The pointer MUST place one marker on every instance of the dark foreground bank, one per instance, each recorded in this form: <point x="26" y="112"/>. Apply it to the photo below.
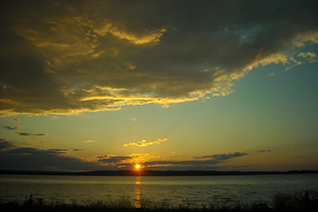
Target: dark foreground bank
<point x="300" y="201"/>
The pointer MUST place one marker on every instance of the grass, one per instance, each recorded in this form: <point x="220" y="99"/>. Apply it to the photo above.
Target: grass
<point x="299" y="201"/>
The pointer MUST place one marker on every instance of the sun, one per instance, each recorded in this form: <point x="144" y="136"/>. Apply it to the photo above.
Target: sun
<point x="137" y="166"/>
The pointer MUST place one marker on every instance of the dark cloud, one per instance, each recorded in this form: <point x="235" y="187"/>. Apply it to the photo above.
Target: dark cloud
<point x="67" y="57"/>
<point x="9" y="127"/>
<point x="37" y="159"/>
<point x="5" y="144"/>
<point x="263" y="150"/>
<point x="199" y="162"/>
<point x="30" y="134"/>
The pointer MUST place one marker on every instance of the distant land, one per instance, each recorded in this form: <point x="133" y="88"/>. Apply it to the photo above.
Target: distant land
<point x="157" y="173"/>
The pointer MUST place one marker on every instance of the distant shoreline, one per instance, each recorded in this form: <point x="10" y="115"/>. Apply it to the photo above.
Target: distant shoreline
<point x="156" y="173"/>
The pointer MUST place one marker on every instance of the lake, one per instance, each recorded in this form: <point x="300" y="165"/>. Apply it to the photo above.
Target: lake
<point x="169" y="190"/>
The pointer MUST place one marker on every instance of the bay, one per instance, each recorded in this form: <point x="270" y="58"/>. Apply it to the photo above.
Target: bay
<point x="160" y="190"/>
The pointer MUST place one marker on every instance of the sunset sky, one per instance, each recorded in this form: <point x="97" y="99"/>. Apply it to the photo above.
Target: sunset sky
<point x="171" y="85"/>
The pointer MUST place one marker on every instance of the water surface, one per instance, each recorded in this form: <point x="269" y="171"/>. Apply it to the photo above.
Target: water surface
<point x="174" y="190"/>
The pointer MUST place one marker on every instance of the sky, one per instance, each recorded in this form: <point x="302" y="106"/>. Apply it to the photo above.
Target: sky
<point x="170" y="85"/>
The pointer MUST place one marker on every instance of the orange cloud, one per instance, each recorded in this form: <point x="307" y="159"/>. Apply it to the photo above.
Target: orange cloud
<point x="145" y="142"/>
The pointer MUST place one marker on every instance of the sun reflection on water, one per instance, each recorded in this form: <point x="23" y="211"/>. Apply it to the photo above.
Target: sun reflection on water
<point x="137" y="192"/>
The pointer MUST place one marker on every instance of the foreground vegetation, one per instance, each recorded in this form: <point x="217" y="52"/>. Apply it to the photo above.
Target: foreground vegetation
<point x="300" y="201"/>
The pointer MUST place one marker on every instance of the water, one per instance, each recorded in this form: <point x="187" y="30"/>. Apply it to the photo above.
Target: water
<point x="171" y="190"/>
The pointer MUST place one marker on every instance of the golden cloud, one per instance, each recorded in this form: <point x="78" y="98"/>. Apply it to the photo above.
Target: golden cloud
<point x="146" y="143"/>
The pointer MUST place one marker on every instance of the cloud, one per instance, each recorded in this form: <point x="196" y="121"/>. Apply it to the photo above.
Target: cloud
<point x="61" y="61"/>
<point x="263" y="150"/>
<point x="88" y="141"/>
<point x="309" y="56"/>
<point x="27" y="158"/>
<point x="9" y="127"/>
<point x="30" y="134"/>
<point x="23" y="144"/>
<point x="199" y="162"/>
<point x="115" y="159"/>
<point x="302" y="156"/>
<point x="5" y="144"/>
<point x="146" y="143"/>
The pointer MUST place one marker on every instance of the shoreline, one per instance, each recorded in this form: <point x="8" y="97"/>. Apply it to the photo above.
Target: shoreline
<point x="298" y="201"/>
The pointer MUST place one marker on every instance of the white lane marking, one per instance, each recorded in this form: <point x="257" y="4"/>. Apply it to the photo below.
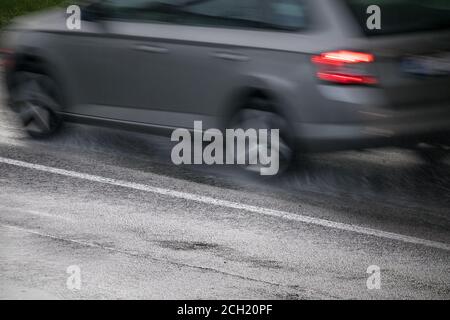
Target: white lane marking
<point x="36" y="213"/>
<point x="231" y="205"/>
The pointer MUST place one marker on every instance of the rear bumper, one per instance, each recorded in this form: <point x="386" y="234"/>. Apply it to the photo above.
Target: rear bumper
<point x="390" y="129"/>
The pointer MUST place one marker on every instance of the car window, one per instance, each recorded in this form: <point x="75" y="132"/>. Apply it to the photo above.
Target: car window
<point x="243" y="10"/>
<point x="403" y="16"/>
<point x="289" y="14"/>
<point x="147" y="10"/>
<point x="280" y="14"/>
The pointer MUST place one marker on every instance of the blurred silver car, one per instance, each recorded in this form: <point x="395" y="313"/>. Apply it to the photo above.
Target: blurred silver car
<point x="309" y="67"/>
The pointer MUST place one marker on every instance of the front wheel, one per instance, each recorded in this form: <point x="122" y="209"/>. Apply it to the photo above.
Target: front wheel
<point x="34" y="98"/>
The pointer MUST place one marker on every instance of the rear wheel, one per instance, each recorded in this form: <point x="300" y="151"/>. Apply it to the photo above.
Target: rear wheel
<point x="35" y="99"/>
<point x="260" y="115"/>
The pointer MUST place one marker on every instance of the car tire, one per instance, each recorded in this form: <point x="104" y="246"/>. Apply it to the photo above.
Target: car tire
<point x="35" y="99"/>
<point x="259" y="114"/>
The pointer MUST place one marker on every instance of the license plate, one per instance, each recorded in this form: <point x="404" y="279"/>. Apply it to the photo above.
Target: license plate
<point x="437" y="65"/>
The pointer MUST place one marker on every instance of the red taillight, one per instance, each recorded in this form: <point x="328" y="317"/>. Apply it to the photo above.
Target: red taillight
<point x="345" y="67"/>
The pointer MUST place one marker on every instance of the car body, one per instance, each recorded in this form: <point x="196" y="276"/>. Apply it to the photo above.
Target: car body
<point x="136" y="69"/>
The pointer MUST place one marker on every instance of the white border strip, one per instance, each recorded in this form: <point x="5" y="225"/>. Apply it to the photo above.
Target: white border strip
<point x="231" y="205"/>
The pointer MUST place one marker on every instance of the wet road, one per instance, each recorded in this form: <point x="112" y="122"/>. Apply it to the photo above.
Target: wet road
<point x="112" y="204"/>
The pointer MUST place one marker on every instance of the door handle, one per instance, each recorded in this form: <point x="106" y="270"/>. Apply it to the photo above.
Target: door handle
<point x="150" y="49"/>
<point x="230" y="56"/>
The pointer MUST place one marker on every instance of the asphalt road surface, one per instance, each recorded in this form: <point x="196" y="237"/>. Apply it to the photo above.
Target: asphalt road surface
<point x="136" y="226"/>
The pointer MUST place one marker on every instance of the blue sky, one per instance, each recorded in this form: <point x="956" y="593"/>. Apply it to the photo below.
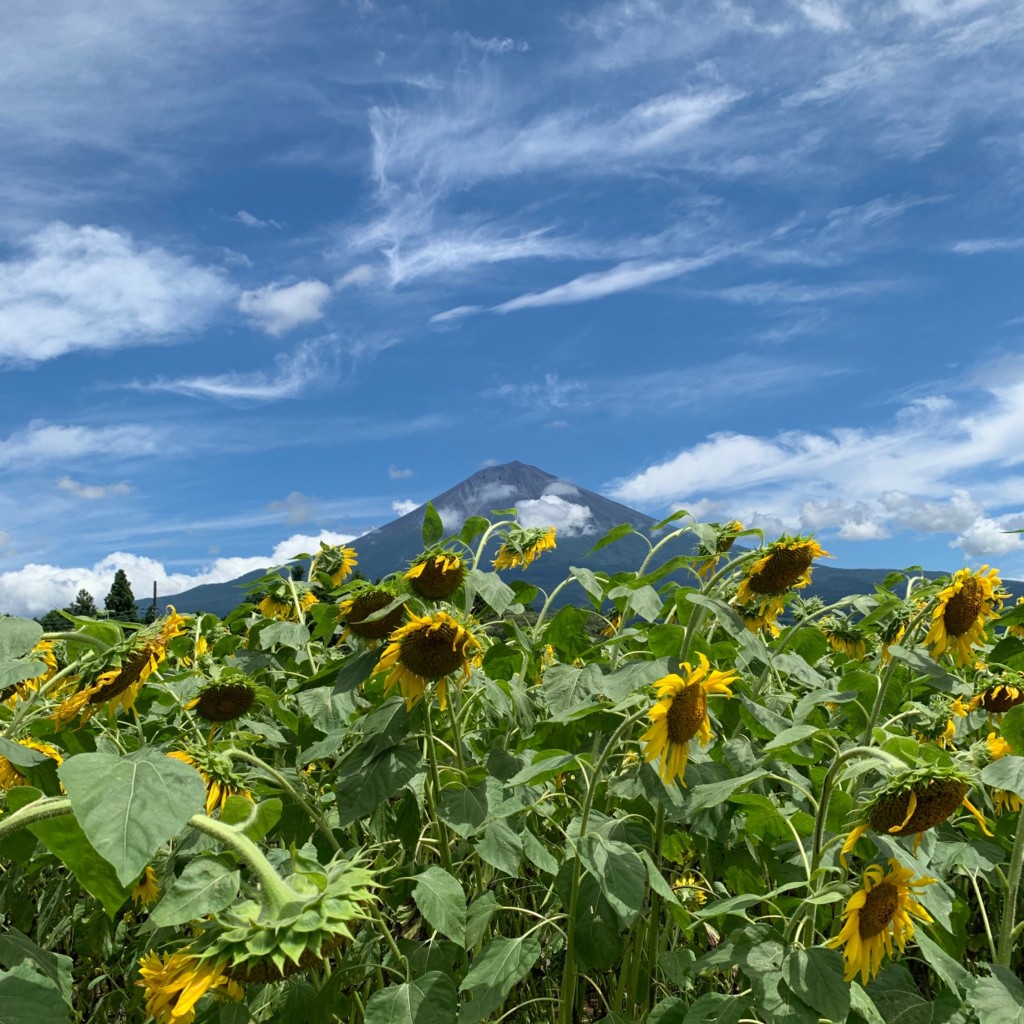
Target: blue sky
<point x="272" y="270"/>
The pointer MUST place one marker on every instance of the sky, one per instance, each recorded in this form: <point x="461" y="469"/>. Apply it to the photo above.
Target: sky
<point x="270" y="272"/>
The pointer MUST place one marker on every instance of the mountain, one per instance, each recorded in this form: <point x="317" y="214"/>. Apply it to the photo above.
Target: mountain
<point x="582" y="517"/>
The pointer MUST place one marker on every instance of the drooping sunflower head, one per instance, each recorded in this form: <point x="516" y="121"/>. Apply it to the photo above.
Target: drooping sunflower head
<point x="175" y="982"/>
<point x="334" y="562"/>
<point x="784" y="566"/>
<point x="129" y="665"/>
<point x="357" y="609"/>
<point x="221" y="778"/>
<point x="328" y="901"/>
<point x="878" y="914"/>
<point x="962" y="612"/>
<point x="223" y="699"/>
<point x="680" y="715"/>
<point x="436" y="574"/>
<point x="998" y="697"/>
<point x="914" y="801"/>
<point x="427" y="648"/>
<point x="10" y="773"/>
<point x="522" y="545"/>
<point x="845" y="637"/>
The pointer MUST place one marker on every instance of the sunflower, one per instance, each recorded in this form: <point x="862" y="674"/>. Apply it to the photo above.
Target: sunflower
<point x="962" y="611"/>
<point x="523" y="545"/>
<point x="681" y="715"/>
<point x="724" y="539"/>
<point x="844" y="637"/>
<point x="279" y="606"/>
<point x="221" y="780"/>
<point x="11" y="775"/>
<point x="118" y="686"/>
<point x="436" y="574"/>
<point x="334" y="561"/>
<point x="222" y="701"/>
<point x="175" y="983"/>
<point x="997" y="698"/>
<point x="878" y="914"/>
<point x="784" y="566"/>
<point x="425" y="648"/>
<point x="146" y="889"/>
<point x="1005" y="800"/>
<point x="356" y="609"/>
<point x="912" y="803"/>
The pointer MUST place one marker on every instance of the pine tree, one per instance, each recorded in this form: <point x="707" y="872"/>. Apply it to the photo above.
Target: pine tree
<point x="82" y="605"/>
<point x="120" y="602"/>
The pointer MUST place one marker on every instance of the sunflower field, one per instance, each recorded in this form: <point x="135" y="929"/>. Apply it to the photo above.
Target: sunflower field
<point x="682" y="795"/>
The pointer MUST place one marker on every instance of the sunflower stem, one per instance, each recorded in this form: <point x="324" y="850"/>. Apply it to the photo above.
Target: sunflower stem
<point x="315" y="815"/>
<point x="38" y="810"/>
<point x="1006" y="946"/>
<point x="566" y="999"/>
<point x="275" y="894"/>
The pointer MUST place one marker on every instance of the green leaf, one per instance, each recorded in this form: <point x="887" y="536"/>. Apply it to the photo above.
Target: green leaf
<point x="816" y="976"/>
<point x="130" y="806"/>
<point x="472" y="528"/>
<point x="15" y="947"/>
<point x="619" y="871"/>
<point x="17" y="637"/>
<point x="28" y="997"/>
<point x="1007" y="773"/>
<point x="366" y="786"/>
<point x="429" y="999"/>
<point x="478" y="916"/>
<point x="501" y="965"/>
<point x="206" y="886"/>
<point x="998" y="997"/>
<point x="433" y="528"/>
<point x="493" y="589"/>
<point x="442" y="902"/>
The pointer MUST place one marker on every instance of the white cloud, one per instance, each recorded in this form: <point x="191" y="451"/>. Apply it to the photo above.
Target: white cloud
<point x="94" y="492"/>
<point x="251" y="220"/>
<point x="91" y="288"/>
<point x="568" y="518"/>
<point x="974" y="247"/>
<point x="35" y="589"/>
<point x="312" y="364"/>
<point x="42" y="442"/>
<point x="278" y="308"/>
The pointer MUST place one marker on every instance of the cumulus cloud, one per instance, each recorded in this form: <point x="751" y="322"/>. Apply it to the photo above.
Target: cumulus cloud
<point x="36" y="588"/>
<point x="91" y="288"/>
<point x="568" y="518"/>
<point x="94" y="492"/>
<point x="278" y="308"/>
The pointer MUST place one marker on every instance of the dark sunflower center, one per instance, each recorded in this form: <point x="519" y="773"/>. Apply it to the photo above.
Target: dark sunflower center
<point x="685" y="714"/>
<point x="936" y="801"/>
<point x="879" y="909"/>
<point x="784" y="567"/>
<point x="963" y="608"/>
<point x="367" y="604"/>
<point x="998" y="699"/>
<point x="128" y="676"/>
<point x="434" y="652"/>
<point x="435" y="581"/>
<point x="221" y="704"/>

DIRECTION:
Format the part of the records that opens with the line containing "the dark sunflower" and runs through the end of the records as a JSON list of strings, one string per line, leaving out any blank lines.

OUTPUT FOR THIS EXERCISE:
[
  "The pointer MUST place one marker on every instance of the dark sunflower center, one per instance, each recorded in this form: <point x=\"519\" y=\"773\"/>. Apply it to the photo above.",
  "Target: dark sunflower center",
  "<point x=\"685\" y=\"714\"/>",
  "<point x=\"936\" y=\"801\"/>",
  "<point x=\"879\" y=\"909\"/>",
  "<point x=\"784\" y=\"567\"/>",
  "<point x=\"963\" y=\"608\"/>",
  "<point x=\"367\" y=\"604\"/>",
  "<point x=\"998\" y=\"699\"/>",
  "<point x=\"128\" y=\"676\"/>",
  "<point x=\"434\" y=\"652\"/>",
  "<point x=\"435\" y=\"581\"/>",
  "<point x=\"221\" y=\"704\"/>"
]